##### Input material

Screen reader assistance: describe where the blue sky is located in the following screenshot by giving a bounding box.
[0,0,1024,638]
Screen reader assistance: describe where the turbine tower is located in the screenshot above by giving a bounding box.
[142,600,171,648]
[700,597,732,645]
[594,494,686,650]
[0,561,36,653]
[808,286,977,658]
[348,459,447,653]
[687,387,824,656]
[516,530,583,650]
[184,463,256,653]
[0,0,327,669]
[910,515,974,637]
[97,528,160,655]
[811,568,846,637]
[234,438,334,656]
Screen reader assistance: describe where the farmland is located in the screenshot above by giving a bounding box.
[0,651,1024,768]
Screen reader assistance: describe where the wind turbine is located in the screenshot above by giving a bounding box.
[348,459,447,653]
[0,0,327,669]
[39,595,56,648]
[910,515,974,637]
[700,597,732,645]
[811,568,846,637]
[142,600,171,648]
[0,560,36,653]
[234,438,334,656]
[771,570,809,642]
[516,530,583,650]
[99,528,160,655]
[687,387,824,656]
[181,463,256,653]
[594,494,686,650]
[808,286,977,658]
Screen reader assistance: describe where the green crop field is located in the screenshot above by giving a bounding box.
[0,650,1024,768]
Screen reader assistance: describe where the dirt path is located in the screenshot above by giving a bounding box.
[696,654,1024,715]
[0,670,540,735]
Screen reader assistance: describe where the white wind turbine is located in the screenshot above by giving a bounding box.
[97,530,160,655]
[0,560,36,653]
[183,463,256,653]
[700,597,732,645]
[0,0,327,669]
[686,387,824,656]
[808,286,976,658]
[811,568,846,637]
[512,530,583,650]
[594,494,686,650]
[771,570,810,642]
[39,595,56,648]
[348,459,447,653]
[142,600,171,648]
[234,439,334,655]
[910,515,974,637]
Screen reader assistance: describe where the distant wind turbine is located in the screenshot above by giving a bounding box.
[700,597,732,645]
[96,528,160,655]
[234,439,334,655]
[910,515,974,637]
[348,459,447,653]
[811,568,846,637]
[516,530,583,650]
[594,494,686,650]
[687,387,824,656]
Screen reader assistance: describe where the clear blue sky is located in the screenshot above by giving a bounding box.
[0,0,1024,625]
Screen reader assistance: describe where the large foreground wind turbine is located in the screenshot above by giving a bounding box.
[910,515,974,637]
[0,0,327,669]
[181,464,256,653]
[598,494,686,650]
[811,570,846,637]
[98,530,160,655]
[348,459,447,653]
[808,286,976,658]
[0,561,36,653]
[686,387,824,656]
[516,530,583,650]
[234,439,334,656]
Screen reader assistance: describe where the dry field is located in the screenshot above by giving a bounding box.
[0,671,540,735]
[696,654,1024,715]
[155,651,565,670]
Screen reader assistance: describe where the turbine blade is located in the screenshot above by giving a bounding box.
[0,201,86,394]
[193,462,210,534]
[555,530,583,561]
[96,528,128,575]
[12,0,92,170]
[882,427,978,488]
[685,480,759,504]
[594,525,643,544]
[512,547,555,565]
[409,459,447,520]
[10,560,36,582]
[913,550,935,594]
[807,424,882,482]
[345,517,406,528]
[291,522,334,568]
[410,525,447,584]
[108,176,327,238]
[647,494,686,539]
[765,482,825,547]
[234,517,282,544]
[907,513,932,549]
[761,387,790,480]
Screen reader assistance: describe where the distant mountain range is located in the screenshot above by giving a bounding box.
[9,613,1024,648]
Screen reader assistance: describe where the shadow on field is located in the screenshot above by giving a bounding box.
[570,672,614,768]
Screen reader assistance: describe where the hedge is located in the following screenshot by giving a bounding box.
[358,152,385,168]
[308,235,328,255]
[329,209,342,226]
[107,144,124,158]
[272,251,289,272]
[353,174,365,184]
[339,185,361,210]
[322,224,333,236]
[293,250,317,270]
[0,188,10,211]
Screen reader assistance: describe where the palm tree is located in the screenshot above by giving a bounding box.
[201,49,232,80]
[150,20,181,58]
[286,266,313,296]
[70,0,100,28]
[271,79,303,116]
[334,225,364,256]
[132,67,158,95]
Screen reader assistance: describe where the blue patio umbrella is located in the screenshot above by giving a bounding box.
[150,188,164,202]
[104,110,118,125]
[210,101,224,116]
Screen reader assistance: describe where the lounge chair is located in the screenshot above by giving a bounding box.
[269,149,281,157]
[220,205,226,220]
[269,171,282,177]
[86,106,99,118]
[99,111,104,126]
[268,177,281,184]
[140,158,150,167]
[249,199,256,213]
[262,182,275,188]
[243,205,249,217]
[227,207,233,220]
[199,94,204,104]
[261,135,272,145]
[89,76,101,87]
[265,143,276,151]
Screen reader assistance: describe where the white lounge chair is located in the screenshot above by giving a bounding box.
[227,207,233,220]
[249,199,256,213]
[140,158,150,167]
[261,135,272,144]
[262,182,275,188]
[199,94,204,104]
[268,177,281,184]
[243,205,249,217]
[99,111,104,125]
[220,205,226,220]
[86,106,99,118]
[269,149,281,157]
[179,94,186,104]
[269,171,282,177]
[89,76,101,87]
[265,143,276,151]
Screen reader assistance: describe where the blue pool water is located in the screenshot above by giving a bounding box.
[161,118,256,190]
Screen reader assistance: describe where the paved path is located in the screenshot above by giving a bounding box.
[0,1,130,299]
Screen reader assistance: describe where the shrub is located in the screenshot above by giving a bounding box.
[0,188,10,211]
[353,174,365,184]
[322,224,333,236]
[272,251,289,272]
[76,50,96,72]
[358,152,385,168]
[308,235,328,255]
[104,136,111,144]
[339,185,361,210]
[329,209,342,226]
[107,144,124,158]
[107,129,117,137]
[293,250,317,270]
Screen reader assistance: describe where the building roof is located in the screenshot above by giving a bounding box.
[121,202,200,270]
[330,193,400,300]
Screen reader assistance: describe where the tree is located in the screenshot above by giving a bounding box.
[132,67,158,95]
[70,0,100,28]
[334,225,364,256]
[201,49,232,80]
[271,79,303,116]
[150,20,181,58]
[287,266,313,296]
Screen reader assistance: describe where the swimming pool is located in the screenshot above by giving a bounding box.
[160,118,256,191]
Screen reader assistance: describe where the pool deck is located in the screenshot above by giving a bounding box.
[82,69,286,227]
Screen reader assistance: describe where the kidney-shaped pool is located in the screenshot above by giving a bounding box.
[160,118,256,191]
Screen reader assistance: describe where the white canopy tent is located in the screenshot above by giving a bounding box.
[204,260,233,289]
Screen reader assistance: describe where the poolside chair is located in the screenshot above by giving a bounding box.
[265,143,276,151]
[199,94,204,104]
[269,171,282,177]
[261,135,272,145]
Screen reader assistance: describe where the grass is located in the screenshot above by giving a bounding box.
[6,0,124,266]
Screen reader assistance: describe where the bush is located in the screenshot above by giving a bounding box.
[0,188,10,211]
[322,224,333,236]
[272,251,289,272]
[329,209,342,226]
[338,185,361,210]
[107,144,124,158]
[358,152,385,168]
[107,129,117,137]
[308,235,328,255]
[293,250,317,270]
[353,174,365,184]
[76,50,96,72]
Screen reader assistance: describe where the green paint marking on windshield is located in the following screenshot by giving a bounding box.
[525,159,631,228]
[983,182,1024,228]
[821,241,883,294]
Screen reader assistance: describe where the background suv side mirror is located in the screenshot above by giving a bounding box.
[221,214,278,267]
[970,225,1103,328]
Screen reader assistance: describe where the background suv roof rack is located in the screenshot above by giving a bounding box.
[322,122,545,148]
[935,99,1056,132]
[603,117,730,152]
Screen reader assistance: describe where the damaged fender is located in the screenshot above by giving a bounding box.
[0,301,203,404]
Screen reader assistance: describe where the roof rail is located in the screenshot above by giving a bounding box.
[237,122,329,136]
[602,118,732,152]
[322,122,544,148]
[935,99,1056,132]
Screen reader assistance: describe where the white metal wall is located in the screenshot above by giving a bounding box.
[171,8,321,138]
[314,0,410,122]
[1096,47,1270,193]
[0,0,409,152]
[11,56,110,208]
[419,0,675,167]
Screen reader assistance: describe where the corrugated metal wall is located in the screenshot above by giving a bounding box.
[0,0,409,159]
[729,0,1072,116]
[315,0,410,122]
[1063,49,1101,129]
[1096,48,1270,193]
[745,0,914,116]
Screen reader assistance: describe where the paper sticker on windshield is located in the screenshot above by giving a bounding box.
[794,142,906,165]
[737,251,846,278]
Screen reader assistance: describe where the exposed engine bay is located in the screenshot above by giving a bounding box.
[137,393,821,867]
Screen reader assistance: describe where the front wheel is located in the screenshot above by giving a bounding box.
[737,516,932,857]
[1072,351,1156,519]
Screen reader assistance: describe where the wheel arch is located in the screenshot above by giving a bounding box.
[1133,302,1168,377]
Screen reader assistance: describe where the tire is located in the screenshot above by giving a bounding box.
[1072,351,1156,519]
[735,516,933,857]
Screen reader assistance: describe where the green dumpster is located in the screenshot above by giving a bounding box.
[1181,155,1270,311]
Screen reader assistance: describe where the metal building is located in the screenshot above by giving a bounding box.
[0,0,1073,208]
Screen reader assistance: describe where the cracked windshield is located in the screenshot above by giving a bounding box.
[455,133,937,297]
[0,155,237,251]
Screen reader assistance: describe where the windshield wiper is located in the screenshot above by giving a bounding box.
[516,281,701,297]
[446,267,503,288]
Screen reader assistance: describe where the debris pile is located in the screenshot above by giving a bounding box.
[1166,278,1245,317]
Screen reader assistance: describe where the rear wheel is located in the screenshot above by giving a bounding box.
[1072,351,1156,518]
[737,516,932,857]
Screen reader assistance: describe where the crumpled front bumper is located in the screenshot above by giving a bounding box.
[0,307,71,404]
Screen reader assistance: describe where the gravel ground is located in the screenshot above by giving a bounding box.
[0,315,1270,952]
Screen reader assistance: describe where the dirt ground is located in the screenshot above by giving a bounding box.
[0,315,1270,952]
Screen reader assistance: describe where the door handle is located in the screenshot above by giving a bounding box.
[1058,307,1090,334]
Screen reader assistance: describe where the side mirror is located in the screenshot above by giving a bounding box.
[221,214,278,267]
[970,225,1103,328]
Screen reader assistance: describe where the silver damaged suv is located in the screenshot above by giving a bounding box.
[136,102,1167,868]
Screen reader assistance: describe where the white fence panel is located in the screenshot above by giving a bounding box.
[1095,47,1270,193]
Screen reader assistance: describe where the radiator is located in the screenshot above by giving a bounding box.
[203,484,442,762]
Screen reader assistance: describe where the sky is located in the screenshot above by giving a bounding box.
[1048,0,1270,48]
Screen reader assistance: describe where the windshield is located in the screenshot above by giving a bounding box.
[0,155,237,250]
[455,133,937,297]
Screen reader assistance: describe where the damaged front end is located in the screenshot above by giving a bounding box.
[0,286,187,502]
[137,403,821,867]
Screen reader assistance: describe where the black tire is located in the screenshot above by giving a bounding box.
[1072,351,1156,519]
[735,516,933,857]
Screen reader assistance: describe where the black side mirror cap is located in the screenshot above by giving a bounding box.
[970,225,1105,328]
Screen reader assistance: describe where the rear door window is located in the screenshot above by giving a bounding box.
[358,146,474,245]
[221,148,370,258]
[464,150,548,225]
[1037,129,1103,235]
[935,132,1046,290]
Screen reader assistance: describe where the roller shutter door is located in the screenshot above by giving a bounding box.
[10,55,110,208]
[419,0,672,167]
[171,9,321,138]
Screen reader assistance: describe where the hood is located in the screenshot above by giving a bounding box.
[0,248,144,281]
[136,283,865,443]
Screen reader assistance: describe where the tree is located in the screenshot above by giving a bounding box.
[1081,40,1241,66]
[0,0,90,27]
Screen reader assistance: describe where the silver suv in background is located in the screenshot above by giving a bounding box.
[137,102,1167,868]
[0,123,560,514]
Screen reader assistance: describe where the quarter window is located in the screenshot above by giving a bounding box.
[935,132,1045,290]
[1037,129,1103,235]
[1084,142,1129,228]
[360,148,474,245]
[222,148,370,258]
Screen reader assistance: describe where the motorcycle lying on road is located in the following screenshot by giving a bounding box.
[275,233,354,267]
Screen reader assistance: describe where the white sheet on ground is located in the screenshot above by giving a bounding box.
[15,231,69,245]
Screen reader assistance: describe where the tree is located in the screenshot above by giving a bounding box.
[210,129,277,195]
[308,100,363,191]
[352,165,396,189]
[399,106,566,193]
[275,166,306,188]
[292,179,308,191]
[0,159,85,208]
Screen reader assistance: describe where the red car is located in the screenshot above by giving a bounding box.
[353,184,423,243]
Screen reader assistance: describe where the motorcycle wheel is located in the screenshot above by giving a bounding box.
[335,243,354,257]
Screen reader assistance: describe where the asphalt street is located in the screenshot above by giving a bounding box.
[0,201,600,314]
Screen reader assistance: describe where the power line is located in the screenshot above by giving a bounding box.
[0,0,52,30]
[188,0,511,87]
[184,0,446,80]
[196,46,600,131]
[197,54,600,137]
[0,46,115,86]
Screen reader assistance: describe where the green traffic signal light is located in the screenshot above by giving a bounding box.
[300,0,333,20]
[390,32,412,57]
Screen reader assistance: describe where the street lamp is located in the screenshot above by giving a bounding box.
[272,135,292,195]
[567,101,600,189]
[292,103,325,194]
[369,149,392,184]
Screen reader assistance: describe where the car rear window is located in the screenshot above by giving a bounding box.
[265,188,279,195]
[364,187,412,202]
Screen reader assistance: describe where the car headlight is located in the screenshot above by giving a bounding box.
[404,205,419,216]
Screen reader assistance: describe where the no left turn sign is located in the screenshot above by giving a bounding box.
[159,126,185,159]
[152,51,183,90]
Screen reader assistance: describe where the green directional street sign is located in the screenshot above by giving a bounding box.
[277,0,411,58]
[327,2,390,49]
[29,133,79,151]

##########

Rewrite the lines of the listing from the line with "Screen reader assistance: describe where the roller" to the line with "[136,283,865,443]", swapping "hood" for "car hood" and leaving everything else the same.

Written response.
Screen reader assistance: describe where the roller shutter door is located in the screenshot above by giving a bounding box.
[10,55,110,208]
[419,0,672,167]
[171,9,321,138]
Screen reader assistance: describe where the car hood is located in the screenshot above by giving a bounding box.
[0,248,144,281]
[136,283,865,443]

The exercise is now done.